▸ **Given request**
Copy out all the entries word for word.

┏━━

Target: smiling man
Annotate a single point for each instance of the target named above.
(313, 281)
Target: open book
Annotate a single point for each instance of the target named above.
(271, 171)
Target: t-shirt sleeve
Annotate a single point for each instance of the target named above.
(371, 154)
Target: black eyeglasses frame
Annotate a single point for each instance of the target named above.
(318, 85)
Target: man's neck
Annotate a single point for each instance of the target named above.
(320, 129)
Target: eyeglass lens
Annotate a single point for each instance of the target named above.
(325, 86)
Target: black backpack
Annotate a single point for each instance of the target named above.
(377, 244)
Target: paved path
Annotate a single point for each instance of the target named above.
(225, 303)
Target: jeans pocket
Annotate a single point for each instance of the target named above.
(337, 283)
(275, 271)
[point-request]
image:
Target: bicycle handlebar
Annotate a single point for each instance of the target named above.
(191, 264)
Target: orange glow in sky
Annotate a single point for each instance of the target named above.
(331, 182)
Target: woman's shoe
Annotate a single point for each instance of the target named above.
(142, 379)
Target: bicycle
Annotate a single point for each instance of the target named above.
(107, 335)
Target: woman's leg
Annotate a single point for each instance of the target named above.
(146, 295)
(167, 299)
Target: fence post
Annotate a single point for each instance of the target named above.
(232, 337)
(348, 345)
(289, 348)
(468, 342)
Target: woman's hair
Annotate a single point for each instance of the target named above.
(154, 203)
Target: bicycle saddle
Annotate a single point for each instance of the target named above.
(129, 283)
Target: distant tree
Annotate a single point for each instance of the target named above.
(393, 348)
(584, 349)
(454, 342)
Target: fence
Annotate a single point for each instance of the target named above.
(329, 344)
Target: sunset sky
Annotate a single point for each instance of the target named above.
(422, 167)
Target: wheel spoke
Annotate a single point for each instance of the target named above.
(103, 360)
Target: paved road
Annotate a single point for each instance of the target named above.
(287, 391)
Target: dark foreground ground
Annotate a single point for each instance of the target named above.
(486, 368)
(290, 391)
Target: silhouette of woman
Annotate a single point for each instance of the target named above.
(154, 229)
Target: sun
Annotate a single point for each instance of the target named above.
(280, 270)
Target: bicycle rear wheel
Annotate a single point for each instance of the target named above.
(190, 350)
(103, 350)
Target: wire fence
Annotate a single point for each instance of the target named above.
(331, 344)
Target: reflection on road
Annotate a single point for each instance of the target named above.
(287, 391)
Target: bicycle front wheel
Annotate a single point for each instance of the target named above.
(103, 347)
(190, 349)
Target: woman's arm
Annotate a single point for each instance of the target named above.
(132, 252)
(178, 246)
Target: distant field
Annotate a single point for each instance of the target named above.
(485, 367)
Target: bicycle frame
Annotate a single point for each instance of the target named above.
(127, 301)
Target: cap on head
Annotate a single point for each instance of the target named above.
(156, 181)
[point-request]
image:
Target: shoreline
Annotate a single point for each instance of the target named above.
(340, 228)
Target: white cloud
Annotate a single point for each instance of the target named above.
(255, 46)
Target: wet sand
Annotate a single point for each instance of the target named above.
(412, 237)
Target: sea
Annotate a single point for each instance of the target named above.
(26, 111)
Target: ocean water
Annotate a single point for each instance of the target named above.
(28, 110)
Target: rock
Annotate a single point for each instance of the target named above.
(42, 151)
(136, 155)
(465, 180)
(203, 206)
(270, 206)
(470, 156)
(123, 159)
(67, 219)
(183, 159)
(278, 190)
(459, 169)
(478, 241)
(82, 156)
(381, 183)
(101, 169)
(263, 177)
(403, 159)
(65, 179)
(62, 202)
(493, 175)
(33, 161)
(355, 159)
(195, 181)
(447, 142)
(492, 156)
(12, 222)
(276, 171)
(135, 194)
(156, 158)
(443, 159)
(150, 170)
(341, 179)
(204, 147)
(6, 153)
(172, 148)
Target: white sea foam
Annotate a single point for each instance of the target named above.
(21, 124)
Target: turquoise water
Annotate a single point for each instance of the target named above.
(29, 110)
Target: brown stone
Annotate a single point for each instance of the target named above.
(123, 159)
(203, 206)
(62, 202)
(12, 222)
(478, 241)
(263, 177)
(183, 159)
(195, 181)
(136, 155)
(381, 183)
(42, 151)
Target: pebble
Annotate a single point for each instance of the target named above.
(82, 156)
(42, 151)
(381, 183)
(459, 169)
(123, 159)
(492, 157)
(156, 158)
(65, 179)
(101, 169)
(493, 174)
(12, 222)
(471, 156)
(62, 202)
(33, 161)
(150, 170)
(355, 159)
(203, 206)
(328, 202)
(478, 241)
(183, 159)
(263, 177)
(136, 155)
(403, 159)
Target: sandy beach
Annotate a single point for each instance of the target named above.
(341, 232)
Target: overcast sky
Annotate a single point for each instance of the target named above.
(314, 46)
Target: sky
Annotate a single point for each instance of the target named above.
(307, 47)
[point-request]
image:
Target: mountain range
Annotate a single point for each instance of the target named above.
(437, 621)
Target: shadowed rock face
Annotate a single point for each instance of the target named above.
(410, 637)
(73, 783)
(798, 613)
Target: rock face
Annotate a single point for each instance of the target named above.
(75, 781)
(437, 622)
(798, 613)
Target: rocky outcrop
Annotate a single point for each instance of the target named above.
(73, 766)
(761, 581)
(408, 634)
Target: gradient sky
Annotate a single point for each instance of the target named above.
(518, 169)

┗━━

▸ **Correct result**
Target: smiling man
Annotate a single point for each instance of the target named above.
(313, 281)
Target: open book
Annotate a single point for each instance of the target named above.
(271, 171)
Target: t-shirt sleeve
Annotate a single point for each instance of the target named above.
(371, 154)
Target: black eyeglasses frame
Annotate a single point for each instance of the target named above.
(318, 85)
Target: man's neck
Annotate a single point for each instance of the target named above.
(320, 129)
Target: eyeglass lens
Annotate a single point for each instance of the target named above.
(325, 86)
Target: black backpack
Annotate a single point for each instance of the target named above.
(377, 244)
Target: paved path
Annotate a single point for each instance of the target named above.
(225, 303)
Target: jeans pocket
Annotate a single point for each instance of the target named above.
(337, 283)
(275, 271)
[point-request]
image:
Target: bicycle handlebar
Annotate a single point for each instance of the target named above.
(191, 264)
Target: orange glow in sky
Annotate a single point for each instance of the target named above.
(331, 182)
Target: woman's shoe
Annotate a single point for each instance of the target named above.
(142, 379)
Target: bicycle
Annotate a single point for each instance of the target named above.
(107, 335)
Target: woman's leg
Annotate a single point for each instance of the target named above.
(146, 295)
(167, 299)
Target: fence post
Annotate a single point for each instance of the target named above.
(232, 337)
(348, 345)
(289, 348)
(468, 342)
Target: woman's hair
Annotate a single point for each instance of the target named above.
(154, 203)
Target: bicycle saddle
Annotate a single point for each instance of the target named above.
(129, 283)
Target: distant tree
Annotate a single point for each instance of the target named above.
(393, 348)
(584, 349)
(454, 342)
Target: fence
Annotate a single point for each instance of the target named above.
(329, 344)
Target: sunset sky
Annotate a single point for each instance of the target named above.
(422, 167)
Target: wheel spoke
Annotate a single point for each instance of the target named above.
(103, 360)
Target: paved road
Annotate a single point for each instance of the target named above.
(287, 391)
Target: dark foreground ground
Annotate a single point for each instance of the target named above.
(486, 368)
(290, 391)
Target: silhouette of woman
Annotate a single point for each instance of the target named above.
(154, 229)
Target: sun
Annotate a single point for each instance of the target named above.
(280, 270)
Target: bicycle rear wheel
Annotate a single point for each instance of the target named above.
(190, 350)
(103, 350)
Target: wire fence
Annotate a single point for each instance of the target named above.
(331, 344)
Target: reflection on road
Annotate a single point for each instance of the target named above.
(287, 391)
Target: bicycle front wheel
Annotate a single point for each instance of the target named above.
(103, 347)
(190, 349)
Target: woman's arm
Annotate a single point for each instance of the target named above.
(132, 252)
(178, 246)
Target: distant field
Annotate a single point for each instance of the target named above.
(485, 367)
Target: bicycle frame
Annotate a single point for each instance of the target named above.
(127, 301)
Target: cap on head
Annotate a single point for each instance of the target named above.
(156, 181)
[point-request]
image:
Target: shoreline
Annotate a single point for each instance of the target named above.
(340, 228)
Target: white cloud
Annotate a single point for each instance of the target named above.
(255, 46)
Target: wet sand
Annotate a single point for each instance of the target named above.
(412, 237)
Target: sea
Annotate a single point for each instance of the target named above.
(26, 111)
Target: ocean water
Annotate a single point for each instance of the target named above.
(28, 110)
Target: rock
Annotate a single point for each instance of the target named above.
(42, 151)
(136, 155)
(465, 180)
(203, 206)
(270, 206)
(470, 156)
(123, 159)
(67, 219)
(183, 159)
(278, 190)
(459, 169)
(478, 241)
(82, 156)
(381, 183)
(101, 169)
(263, 177)
(403, 159)
(65, 179)
(62, 202)
(493, 175)
(33, 161)
(355, 159)
(195, 181)
(447, 142)
(492, 156)
(12, 222)
(276, 171)
(135, 194)
(156, 158)
(443, 159)
(150, 170)
(341, 179)
(204, 147)
(6, 153)
(172, 148)
Target: white sea foam
Annotate a single point for each instance of the target named above.
(21, 124)
Target: turquoise water
Annotate a single point for each instance of the target named above.
(29, 110)
Target: brown stone
Annotate a single point for each instance of the target named above.
(123, 159)
(203, 206)
(62, 202)
(12, 222)
(478, 241)
(263, 177)
(183, 159)
(195, 181)
(136, 155)
(381, 183)
(42, 151)
Target: pebble
Annotate a single point for each instance of the target named above.
(82, 156)
(42, 151)
(381, 183)
(459, 169)
(123, 159)
(492, 157)
(156, 158)
(65, 179)
(101, 169)
(493, 174)
(12, 222)
(471, 156)
(62, 202)
(33, 161)
(150, 170)
(355, 159)
(203, 206)
(328, 202)
(478, 241)
(183, 159)
(263, 177)
(136, 155)
(403, 159)
Target: sandy beach
Annotate a single point for each instance of the target named above.
(341, 232)
Target: overcast sky
Annotate a single point for each instance of the target named above.
(314, 46)
Target: sky
Annotate a single point for each instance of the target named above.
(307, 47)
[point-request]
image:
Target: mountain range
Annotate a single point for each instance of the target named above.
(437, 621)
Target: shadowed rock face
Annotate a single point for each instance of the target named above.
(410, 637)
(73, 783)
(798, 613)
Target: rock face
Annotate a single point for each instance of the target named above.
(75, 781)
(437, 622)
(798, 613)
Target: rocky outcrop
Annotate a single point for each instance of the target named above.
(73, 766)
(761, 581)
(408, 634)
Target: gradient sky
Annotate a single point for each instance of the target named above.
(518, 169)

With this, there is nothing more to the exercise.